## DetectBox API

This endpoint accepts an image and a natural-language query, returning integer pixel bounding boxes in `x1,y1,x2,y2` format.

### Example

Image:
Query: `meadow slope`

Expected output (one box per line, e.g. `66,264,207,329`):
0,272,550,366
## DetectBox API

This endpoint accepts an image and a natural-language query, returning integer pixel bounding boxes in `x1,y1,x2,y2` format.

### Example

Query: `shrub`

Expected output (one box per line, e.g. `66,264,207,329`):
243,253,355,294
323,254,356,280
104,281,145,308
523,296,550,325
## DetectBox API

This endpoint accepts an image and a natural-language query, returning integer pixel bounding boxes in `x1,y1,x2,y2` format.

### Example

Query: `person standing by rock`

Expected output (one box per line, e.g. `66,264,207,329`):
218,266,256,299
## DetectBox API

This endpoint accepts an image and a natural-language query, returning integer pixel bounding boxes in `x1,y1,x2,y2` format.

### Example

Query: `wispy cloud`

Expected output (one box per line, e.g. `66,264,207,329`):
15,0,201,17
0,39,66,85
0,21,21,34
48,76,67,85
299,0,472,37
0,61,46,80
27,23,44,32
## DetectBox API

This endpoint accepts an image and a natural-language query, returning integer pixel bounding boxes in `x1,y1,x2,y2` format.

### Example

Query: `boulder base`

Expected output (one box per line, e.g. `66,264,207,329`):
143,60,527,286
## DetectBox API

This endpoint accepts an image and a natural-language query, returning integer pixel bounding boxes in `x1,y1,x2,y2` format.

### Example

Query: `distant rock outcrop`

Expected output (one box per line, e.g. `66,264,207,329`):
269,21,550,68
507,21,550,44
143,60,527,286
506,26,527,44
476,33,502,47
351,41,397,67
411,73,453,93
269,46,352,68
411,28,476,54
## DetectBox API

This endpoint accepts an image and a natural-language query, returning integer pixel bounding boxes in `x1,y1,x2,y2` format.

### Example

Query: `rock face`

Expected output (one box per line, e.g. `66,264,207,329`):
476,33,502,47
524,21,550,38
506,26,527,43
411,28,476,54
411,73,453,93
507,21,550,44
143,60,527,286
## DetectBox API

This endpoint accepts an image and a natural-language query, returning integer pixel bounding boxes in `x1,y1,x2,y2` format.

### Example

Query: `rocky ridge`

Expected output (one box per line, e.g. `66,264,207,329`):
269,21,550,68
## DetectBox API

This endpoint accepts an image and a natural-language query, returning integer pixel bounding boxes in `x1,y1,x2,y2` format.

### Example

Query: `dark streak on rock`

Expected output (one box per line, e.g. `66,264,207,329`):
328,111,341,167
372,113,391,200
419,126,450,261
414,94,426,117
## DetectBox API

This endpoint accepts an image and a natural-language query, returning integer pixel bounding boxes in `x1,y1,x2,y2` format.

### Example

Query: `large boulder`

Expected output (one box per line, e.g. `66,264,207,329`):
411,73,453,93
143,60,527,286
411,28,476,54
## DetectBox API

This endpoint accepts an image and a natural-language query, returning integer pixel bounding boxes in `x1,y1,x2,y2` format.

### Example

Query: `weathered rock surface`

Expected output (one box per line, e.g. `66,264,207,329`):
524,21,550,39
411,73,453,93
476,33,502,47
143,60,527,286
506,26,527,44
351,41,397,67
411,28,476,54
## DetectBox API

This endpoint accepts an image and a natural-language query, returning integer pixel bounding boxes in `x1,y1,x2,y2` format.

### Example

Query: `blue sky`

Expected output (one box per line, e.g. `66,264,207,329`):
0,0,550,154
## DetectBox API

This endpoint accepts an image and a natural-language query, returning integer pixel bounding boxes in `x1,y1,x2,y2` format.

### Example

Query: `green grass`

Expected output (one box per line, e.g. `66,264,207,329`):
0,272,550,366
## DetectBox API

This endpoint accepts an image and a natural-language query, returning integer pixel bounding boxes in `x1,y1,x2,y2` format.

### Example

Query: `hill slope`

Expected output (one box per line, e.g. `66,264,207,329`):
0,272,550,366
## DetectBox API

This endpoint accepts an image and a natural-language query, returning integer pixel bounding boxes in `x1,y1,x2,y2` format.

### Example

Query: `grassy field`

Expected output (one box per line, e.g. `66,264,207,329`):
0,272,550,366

_ _ _

Your task:
Copy out the whole listing exactly; please set it all down.

Exercise solution:
## DetectBox API

This endpoint accepts an image and a natural-language query, returning integer pixel bounding boxes in `x1,y1,x2,y2` format.

### Example

Image:
Query: `meadow slope`

Expected output (one box per line, e.g. `66,264,207,329`):
0,272,550,366
## DetectBox API

This endpoint accepts an image and a natural-language query, returning integer pixel bounding boxes in `x1,y1,x2,y2` format.

### Example

Query: `shrub`

Expected output (one box per line, e.g. `66,264,207,329`):
243,253,355,294
323,254,356,280
104,281,145,308
523,296,550,325
## DetectBox API

This endpoint accepts an image and a natural-language query, returning integer pixel bounding boxes in `x1,y1,x2,y2` format.

### Example

Query: `person standing by rock`

Expected output (one box per line, e.g. `66,264,207,329`):
218,266,256,299
## DetectBox API

This endpoint accepts an image and a natural-language query, returning integer pixel bounding boxes in `x1,y1,x2,y2` format.

### Example

Query: `wispy cloud`

Expected output (one box per line, e.g. `66,264,207,329`):
15,0,201,17
0,39,66,85
0,21,21,34
48,76,67,85
299,0,472,37
0,61,46,80
27,23,44,32
## DetectBox API

This endpoint accepts an image and a natural-language query, returning integer pixel bounding boxes in `x1,y1,x2,y2` format.

### Example

Query: `boulder base`

Expected output (one box per line, e.g. `66,264,207,329`):
143,60,527,286
## DetectBox API

This endpoint accepts an image and a natural-language query, returning integer pixel bounding boxes in `x1,y1,x2,y2` format.

### Example

Query: `distant rock outcrop`

Expected output (one box per line, e.g. `66,264,207,329`):
269,21,550,68
507,21,550,44
143,60,527,286
506,26,527,44
476,33,502,47
351,41,397,67
411,73,453,93
269,46,352,68
411,28,476,54
## DetectBox API

This endpoint accepts an image and a natural-language query, returning integer pixel bounding boxes in `x1,y1,x2,y2` format.

### Example

Query: `rock face`

Expected output (one box per line, e.g. `66,264,207,329`):
476,33,502,47
524,21,550,38
506,26,527,43
411,28,476,54
411,73,453,93
507,21,550,44
143,60,527,286
## DetectBox API

This endpoint accepts an image and a natural-language query, returning integer pixel bounding boxes in `x1,y1,x2,y2` format.

### Example

Query: `rocky ridge`

Expected output (one box per line, e.g. `66,264,207,329`):
269,21,550,68
## DetectBox API

This endpoint accepts an image and a natural-language query, returning integer pixel bounding boxes in `x1,y1,x2,y2` format.

### Example

Query: `dark streak on rock`

Expected output (one box per line, e.g. `66,264,207,329`):
328,111,341,167
372,113,391,200
419,126,450,261
414,94,426,117
## DetectBox API

This endpoint accepts an image and a natural-language query, returning integer pixel bounding boxes in `x1,y1,x2,y2` format.

### Example

Query: `large boulder`

Expected output (one box per line, e.g. `66,264,207,329`):
411,73,453,93
143,60,527,286
411,28,476,54
## DetectBox API

This endpoint accepts an image and a natural-language query, returning integer pixel bounding boxes in `x1,y1,x2,y2` format.

### Example

Query: `weathered rock surface`

Expected output (one box per line, e.g. `66,264,207,329`):
524,21,550,39
411,73,453,93
476,33,502,47
143,60,527,286
506,26,527,44
351,41,397,67
411,28,476,54
## DetectBox API

This endpoint accepts an image and a natural-language query, returning integer pixel bounding boxes in `x1,y1,x2,y2` format.

### Example

Query: `blue sky`

Expected output (one box per line, e.g. `66,264,207,329`):
0,0,550,154
## DetectBox API

This endpoint accepts an image and a natural-language query, returning integer pixel bounding boxes in `x1,y1,x2,y2` format.

### Example

Query: `green grass`

Expected output (one box per line, e.g. `66,264,207,329`):
0,272,550,366
## DetectBox API

This endpoint accepts an image and a natural-language query, returning integer pixel bounding boxes in `x1,y1,x2,y2` format.

### Example

Query: `hill slope`

Expected output (one box per line, e.g. `66,264,207,329`):
0,272,550,366
## DetectBox API

This endpoint accepts an image and a natural-language query, returning integer pixel bounding boxes in `x1,y1,x2,y2` format.

### Example

Query: `grassy field`

Expected output (one box per line, e.g. `66,264,207,329`):
0,272,550,366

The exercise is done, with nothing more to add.